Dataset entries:
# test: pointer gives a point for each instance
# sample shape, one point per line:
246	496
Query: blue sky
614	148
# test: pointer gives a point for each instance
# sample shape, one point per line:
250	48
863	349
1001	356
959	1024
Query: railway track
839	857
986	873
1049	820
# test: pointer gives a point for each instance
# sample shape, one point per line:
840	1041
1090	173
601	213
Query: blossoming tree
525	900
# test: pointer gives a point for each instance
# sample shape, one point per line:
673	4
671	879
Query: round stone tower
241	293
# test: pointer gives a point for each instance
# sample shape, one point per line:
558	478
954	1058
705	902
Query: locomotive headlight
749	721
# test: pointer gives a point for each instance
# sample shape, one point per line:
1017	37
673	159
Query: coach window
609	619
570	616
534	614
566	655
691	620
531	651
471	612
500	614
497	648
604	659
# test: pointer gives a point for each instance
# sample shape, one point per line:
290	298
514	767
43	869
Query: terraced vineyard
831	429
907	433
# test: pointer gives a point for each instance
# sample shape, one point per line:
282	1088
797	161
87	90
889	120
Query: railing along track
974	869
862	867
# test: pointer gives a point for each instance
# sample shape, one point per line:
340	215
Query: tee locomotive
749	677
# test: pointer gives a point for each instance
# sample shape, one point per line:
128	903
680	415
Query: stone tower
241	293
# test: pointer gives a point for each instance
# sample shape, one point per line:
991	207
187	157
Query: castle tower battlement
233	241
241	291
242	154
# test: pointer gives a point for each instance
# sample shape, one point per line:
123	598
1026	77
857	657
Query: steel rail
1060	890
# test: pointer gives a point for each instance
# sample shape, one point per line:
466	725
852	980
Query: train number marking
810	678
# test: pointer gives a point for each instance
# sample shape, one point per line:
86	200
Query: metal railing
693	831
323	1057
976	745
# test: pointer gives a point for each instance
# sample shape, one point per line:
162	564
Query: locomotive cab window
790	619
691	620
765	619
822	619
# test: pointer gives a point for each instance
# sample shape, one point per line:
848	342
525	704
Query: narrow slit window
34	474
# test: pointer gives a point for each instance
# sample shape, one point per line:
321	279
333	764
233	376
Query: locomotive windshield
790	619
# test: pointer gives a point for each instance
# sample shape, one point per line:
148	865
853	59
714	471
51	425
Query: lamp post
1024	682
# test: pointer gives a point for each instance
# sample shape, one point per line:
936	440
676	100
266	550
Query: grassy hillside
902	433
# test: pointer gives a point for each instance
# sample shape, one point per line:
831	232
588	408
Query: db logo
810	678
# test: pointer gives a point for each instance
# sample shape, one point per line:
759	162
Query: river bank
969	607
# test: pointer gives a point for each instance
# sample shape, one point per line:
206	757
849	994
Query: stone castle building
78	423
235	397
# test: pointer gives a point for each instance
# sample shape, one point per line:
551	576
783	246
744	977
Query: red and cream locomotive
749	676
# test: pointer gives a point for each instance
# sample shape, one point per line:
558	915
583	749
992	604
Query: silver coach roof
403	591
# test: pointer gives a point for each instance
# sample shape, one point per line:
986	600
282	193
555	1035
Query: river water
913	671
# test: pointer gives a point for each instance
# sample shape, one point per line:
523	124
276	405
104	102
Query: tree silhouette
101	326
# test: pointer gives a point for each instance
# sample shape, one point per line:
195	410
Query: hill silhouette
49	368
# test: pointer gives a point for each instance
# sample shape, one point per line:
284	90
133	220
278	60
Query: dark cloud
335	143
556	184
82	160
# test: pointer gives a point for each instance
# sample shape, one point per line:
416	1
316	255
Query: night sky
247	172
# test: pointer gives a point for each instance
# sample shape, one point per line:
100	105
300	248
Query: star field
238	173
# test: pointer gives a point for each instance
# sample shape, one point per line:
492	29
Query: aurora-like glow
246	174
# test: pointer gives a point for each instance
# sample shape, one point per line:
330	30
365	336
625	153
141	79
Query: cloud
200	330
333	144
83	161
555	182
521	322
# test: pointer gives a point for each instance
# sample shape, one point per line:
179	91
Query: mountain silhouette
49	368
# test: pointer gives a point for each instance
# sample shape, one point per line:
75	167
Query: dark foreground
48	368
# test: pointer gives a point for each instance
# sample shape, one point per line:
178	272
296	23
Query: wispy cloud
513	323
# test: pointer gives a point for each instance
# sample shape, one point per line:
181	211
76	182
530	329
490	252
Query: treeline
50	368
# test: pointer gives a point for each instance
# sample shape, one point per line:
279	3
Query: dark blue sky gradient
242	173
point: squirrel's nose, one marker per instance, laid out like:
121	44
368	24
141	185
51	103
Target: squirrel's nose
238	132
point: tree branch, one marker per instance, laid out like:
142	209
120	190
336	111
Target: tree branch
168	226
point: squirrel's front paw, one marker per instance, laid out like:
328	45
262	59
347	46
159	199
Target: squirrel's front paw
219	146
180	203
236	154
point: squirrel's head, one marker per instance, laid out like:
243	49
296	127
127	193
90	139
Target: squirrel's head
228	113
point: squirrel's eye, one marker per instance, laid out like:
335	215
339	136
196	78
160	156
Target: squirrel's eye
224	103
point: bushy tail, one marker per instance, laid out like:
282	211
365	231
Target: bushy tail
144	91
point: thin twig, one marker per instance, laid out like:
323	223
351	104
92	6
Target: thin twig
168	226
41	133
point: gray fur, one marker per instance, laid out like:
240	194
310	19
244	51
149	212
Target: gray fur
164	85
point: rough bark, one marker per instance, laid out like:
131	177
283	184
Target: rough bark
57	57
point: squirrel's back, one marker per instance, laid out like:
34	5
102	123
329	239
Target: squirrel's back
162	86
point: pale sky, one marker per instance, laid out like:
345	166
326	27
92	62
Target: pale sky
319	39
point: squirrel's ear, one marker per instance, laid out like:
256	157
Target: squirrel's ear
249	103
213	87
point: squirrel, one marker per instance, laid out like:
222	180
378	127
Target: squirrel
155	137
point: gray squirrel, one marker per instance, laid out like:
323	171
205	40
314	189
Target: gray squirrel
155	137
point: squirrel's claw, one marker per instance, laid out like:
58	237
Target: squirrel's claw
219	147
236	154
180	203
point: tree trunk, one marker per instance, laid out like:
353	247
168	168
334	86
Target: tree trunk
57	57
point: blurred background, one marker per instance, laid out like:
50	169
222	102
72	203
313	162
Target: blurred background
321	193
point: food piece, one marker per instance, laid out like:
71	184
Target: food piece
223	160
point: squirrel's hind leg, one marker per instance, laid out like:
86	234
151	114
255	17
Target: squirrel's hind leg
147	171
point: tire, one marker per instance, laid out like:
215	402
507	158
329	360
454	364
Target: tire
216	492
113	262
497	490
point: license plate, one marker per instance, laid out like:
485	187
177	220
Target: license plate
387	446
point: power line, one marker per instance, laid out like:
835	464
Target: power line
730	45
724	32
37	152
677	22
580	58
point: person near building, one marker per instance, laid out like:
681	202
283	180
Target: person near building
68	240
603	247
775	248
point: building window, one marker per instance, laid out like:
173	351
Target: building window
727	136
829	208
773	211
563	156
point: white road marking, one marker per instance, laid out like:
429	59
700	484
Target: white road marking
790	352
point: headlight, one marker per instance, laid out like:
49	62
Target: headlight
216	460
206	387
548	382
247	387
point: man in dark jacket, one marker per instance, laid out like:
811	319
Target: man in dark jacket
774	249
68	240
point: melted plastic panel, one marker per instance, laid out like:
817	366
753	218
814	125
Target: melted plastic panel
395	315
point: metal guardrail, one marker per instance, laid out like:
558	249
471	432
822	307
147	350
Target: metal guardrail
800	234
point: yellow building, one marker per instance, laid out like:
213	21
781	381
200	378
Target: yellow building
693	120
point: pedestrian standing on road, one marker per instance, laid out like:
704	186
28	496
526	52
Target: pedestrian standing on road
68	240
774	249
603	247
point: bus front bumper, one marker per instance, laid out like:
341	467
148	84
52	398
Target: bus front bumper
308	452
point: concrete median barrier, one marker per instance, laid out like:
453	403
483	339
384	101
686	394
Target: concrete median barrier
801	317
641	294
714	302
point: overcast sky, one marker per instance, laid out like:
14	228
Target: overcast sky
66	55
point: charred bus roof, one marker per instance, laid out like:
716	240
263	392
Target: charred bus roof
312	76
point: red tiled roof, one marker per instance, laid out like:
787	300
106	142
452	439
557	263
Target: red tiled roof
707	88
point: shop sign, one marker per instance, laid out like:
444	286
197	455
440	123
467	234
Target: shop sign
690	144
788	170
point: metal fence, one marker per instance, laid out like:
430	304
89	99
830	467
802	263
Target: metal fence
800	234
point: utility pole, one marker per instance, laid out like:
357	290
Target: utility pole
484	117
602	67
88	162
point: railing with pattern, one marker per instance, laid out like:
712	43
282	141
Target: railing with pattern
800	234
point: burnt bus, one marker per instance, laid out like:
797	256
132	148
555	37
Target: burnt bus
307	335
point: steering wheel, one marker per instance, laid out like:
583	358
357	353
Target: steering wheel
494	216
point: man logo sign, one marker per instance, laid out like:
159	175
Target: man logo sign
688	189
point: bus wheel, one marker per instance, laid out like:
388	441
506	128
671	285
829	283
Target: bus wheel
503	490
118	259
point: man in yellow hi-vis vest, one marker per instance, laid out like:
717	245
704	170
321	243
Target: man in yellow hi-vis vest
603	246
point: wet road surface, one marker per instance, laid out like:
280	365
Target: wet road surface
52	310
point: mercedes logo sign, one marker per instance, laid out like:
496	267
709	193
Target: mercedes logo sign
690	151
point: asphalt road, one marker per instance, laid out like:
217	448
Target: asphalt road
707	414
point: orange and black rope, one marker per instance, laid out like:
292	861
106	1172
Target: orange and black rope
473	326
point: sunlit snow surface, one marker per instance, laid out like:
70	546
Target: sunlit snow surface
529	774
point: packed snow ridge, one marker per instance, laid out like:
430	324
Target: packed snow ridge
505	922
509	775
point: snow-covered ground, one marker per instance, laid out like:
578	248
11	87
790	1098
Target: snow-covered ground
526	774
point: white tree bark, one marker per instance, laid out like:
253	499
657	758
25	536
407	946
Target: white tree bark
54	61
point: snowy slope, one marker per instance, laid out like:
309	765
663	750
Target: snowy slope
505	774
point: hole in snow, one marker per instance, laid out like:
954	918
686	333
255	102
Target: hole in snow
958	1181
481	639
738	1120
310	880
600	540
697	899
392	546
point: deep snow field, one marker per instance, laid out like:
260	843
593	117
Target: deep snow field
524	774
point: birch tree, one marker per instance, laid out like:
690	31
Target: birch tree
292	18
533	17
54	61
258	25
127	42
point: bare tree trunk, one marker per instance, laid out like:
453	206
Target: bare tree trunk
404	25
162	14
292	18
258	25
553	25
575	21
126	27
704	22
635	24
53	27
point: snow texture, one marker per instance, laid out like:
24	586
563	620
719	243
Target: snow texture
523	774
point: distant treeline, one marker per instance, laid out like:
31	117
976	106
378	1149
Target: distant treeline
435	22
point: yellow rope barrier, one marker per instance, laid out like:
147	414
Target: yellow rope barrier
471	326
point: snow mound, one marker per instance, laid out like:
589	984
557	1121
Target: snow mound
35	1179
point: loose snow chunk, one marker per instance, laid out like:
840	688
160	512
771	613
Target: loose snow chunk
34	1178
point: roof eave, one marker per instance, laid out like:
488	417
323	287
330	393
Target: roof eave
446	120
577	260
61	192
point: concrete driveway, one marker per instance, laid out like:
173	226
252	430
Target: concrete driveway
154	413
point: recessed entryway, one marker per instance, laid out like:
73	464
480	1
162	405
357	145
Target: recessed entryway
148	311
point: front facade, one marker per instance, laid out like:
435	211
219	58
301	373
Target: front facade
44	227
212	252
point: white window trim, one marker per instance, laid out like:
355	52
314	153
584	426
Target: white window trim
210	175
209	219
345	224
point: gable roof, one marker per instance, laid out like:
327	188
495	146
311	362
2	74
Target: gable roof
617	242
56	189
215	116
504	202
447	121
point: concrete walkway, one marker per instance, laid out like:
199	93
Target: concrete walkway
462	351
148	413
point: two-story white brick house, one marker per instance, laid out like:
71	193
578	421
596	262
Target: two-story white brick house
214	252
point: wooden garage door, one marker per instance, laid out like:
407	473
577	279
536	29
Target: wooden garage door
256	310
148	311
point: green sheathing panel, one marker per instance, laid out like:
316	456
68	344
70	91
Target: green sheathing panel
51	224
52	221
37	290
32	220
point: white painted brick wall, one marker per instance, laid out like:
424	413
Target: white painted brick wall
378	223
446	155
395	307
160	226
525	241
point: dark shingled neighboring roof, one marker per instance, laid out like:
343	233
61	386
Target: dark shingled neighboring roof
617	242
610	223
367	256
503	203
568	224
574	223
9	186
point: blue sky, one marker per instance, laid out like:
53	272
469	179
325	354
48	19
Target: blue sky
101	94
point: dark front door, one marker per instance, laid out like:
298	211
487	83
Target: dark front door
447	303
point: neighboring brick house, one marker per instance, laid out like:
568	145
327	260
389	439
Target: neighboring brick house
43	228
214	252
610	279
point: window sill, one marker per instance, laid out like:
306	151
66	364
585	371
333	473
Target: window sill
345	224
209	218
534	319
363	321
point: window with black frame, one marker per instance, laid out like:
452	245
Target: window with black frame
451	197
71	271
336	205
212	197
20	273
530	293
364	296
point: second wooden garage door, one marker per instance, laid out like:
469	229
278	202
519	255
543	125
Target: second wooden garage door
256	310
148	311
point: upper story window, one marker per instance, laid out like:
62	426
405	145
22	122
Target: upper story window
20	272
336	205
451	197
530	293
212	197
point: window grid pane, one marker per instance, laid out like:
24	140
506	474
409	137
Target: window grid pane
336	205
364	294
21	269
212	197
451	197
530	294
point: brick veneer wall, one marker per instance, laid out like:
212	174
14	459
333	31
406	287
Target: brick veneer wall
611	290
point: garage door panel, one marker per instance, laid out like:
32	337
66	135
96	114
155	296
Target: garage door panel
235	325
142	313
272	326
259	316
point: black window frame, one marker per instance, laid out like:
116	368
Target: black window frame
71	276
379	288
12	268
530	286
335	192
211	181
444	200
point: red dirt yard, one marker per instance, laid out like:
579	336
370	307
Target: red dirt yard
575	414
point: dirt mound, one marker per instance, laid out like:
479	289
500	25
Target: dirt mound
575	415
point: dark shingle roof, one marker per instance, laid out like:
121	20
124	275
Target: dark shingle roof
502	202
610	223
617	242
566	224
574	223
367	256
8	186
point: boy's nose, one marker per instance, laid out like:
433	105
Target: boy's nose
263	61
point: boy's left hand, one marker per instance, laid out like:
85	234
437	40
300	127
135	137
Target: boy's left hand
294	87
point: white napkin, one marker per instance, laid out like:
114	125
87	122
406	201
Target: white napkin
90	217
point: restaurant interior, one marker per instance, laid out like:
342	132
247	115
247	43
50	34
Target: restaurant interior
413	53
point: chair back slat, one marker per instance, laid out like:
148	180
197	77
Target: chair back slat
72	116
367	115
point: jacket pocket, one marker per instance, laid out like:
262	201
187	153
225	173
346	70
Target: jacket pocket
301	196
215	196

TASK PROMPT: Could you reproduce, exactly, every line above from the line with "point: neighboring brick" to the line with "point: restaurant interior, one", and no other line? Both ends count.

EXERCISE SOLUTION:
point: neighboring brick house, one marker per instance, laid out like:
568	145
327	260
389	439
Target: neighboring brick house
43	228
214	252
610	279
point: window sill, one marker per instance, laid out like:
306	151
66	364
585	371
333	473
Target: window sill
345	224
209	218
534	319
363	321
point: window with black frame, one marker per instance, laid out like:
452	245
Target: window with black frame
451	197
71	271
336	205
212	197
20	273
530	293
364	296
point: second wooden garage door, one marker per instance, laid out like:
469	229
278	202
519	255
543	125
Target: second wooden garage door
256	310
148	311
point: upper story window, one marker per instance, laid out like:
62	426
405	145
22	122
Target: upper story window
20	272
336	205
451	197
530	293
212	197
point: window grid pane, one marker per instance, laid out like:
24	140
506	474
409	137
Target: window grid pane
336	205
364	294
21	269
212	197
451	197
530	294
point: brick veneer wall, one marker per instance, laid out like:
212	174
14	459
333	31
406	287
Target: brick veneer wall
611	290
point: garage door panel, one marker per instance, laid out like:
32	337
66	135
96	114
155	296
Target: garage door panel
235	325
142	313
272	326
259	316
point: black window frame, one marker per instance, laid out like:
116	368
Target: black window frame
71	276
379	288
12	268
530	286
335	192
211	181
444	200
point: red dirt yard, one marker per instance, laid out like:
579	336
370	307
Target: red dirt yard
575	414
point: dirt mound, one marker per instance, laid out like:
479	289
500	25
Target: dirt mound
575	415
point: dark shingle roof, one marker per instance, laid out like:
121	20
124	275
Target: dark shingle roof
502	202
610	223
617	242
566	224
574	223
367	256
8	186
point: boy's nose, one marker per instance, laid out like:
433	105
Target: boy's nose
263	61
point: boy's left hand, one marker per instance, laid out like:
85	234
437	40
300	127
135	137
Target: boy's left hand
294	87
point: white napkin, one marker per instance, laid out like:
114	125
87	122
406	201
Target: white napkin
90	217
point: restaurant interior, one marker per instance, laid out like:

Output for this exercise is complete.